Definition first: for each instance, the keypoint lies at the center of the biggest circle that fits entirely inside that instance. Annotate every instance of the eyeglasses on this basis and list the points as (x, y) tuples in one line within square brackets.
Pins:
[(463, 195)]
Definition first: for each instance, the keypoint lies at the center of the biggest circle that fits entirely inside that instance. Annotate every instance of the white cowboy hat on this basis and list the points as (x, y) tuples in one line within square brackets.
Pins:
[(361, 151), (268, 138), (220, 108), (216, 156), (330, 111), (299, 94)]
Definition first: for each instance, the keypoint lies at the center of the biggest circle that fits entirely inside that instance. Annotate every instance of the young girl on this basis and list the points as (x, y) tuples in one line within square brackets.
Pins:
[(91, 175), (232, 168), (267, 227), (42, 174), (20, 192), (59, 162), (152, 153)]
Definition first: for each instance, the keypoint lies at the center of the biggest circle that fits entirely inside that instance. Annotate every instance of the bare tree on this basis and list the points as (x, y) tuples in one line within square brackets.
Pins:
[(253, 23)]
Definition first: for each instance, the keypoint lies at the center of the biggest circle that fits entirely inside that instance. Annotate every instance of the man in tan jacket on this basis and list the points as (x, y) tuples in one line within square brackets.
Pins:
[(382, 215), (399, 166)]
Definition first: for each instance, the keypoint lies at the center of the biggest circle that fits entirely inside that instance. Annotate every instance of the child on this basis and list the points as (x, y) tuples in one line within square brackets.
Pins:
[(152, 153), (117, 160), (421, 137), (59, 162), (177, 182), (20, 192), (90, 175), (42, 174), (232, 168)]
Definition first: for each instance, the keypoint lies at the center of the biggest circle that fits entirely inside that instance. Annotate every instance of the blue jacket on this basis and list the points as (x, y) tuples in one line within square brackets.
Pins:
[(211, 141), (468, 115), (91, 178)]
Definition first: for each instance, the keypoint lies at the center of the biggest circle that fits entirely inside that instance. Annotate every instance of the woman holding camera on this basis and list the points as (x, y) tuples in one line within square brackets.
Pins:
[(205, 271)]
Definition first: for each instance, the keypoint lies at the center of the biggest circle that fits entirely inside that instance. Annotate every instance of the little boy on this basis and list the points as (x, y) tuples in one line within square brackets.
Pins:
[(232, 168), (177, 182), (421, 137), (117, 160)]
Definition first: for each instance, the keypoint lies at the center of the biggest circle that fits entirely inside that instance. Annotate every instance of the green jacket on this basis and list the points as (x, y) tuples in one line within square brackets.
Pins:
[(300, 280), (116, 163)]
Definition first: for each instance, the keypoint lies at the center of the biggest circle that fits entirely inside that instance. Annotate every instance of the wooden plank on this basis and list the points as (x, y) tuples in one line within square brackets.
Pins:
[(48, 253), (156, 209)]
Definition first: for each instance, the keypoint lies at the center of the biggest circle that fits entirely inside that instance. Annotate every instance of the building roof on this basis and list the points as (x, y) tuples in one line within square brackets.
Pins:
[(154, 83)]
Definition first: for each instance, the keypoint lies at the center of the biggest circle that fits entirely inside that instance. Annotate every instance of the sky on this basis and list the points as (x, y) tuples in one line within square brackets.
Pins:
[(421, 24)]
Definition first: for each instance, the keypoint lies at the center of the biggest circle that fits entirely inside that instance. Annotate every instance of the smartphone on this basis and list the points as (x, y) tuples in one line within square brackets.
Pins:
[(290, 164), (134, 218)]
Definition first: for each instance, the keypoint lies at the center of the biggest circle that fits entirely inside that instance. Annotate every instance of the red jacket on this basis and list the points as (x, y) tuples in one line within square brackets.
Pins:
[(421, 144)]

* TASK DIRECTIONS *
Rewrite all of the entries above, replacing "biggest circle" with "largest circle" everywhere and leaving everything else unchanged.

* SOLUTION TO THIS PROBLEM *
Definition first: for each instance, the keypoint lies at the center of the largest circle that fits entirely inside that instance. Annotate every instance of the eyeglasses on this basis and list the points as (x, y) tuples in one line within square brackets.
Pins:
[(463, 195)]
Definition first: for each instance, the keypoint lies at the center of the largest circle that fits entirely inside that instance. Annotate every instance of the white cowboy hat on this basis and list the points as (x, y) tuples in one line within square brackets.
Pins:
[(361, 151), (268, 138), (220, 108), (216, 156), (330, 111), (299, 94)]
Definition first: for each instance, the keypoint lies at the center of the largest circle that fits entirely inside that instance. Annotate every instance of the young girl on this basis and list the points as (x, y) tuples in one line within square brackets.
Pins:
[(91, 175), (232, 168), (267, 227), (42, 174), (20, 192), (59, 162), (152, 153)]
Definition first: for each instance, the keypoint lies at the center of the largest circle that fits entirely inside that instance. Annotate every instance of the bare tree on this basis and list the points as (x, y) tuples in one line within square brackets.
Pins:
[(253, 23)]
Definition first: for each instance, the keypoint lies at the center of the largest circle that fits entirely inside that instance. Annotate every instance of the man in tan jacket on this basis and list the points as (x, y) tuples in one line within square brackets.
Pins:
[(382, 215), (399, 166)]
Definition first: for each instance, the keypoint lies at the center of the largest circle that fits entirely inside that instance. Annotate every instance of the child on this basis and list the points as (x, y) tuples in one line within square brackets.
Pins:
[(152, 153), (117, 160), (421, 137), (59, 162), (177, 182), (20, 192), (90, 175), (42, 174), (232, 168)]
Definition first: for each instance, the keypoint lies at the center of the largest circle that fits entirely inside that instance. Annotate every instance of the blue jacket on this basis and list the points as (x, y) tuples in one line within square brackets.
Pins:
[(211, 141), (468, 115), (91, 178)]
Definition first: for each instance, the keypoint lies at the center of the largest circle that fits entirely inside that instance. Annotate every instance of the woman holding camera on this basis and list the points as (x, y) tuples in one line within square brackets.
Pins:
[(205, 271)]
Definition first: for each instance, the keypoint lies at the center of the largest circle that fits entirely inside that instance. Annotate every instance of the little boy on this basis and list the points as (x, y) tuples in one line within square brackets.
Pins:
[(232, 168), (177, 182), (421, 137), (117, 160)]
Definition first: for each instance, the keypoint lies at the center of the largest circle that fits entirely inside that instance. Annotate every instance of the green jacket on this basis and list the points as (x, y) tuples in one line within square brackets.
Pins:
[(300, 280), (116, 163)]
Definition first: for each instance, the keypoint lies at the center of the largest circle that fits entirely inside that instance. Annotate every instance of the wooden plank on this basis and list the points as (x, y) tuples in one line within square brackets.
Pins:
[(48, 253), (156, 209)]
Definition first: for each instance, the keypoint lies at the center of the largest circle that fits entirely inside that instance. Annotate every instance of the building roof on this basis and list the points as (x, y) tuples in one line within square brackets.
Pins:
[(154, 83)]
Definition first: for each instance, the keypoint lies at the center of the largest circle that fits entirely inside that instance. Annotate every instance of the sky on this basis and list the points as (x, y) tuples in one line within square brackets.
Pins:
[(421, 24)]
Definition first: for each instance, the keypoint lies at the center of the largest circle that fits entirely inside that instance. Annotate every instance of the smartphone on this basis and list the points as (x, y) tuples in one line within square brackets.
Pins:
[(290, 164), (134, 218)]
Definition first: for each instance, the keypoint lies at the center of the largest circle that fits entirely inside that instance. Annotate every instance of the red jacket on this basis and list the points as (x, y) tuples in one line within square brackets.
Pins:
[(421, 144)]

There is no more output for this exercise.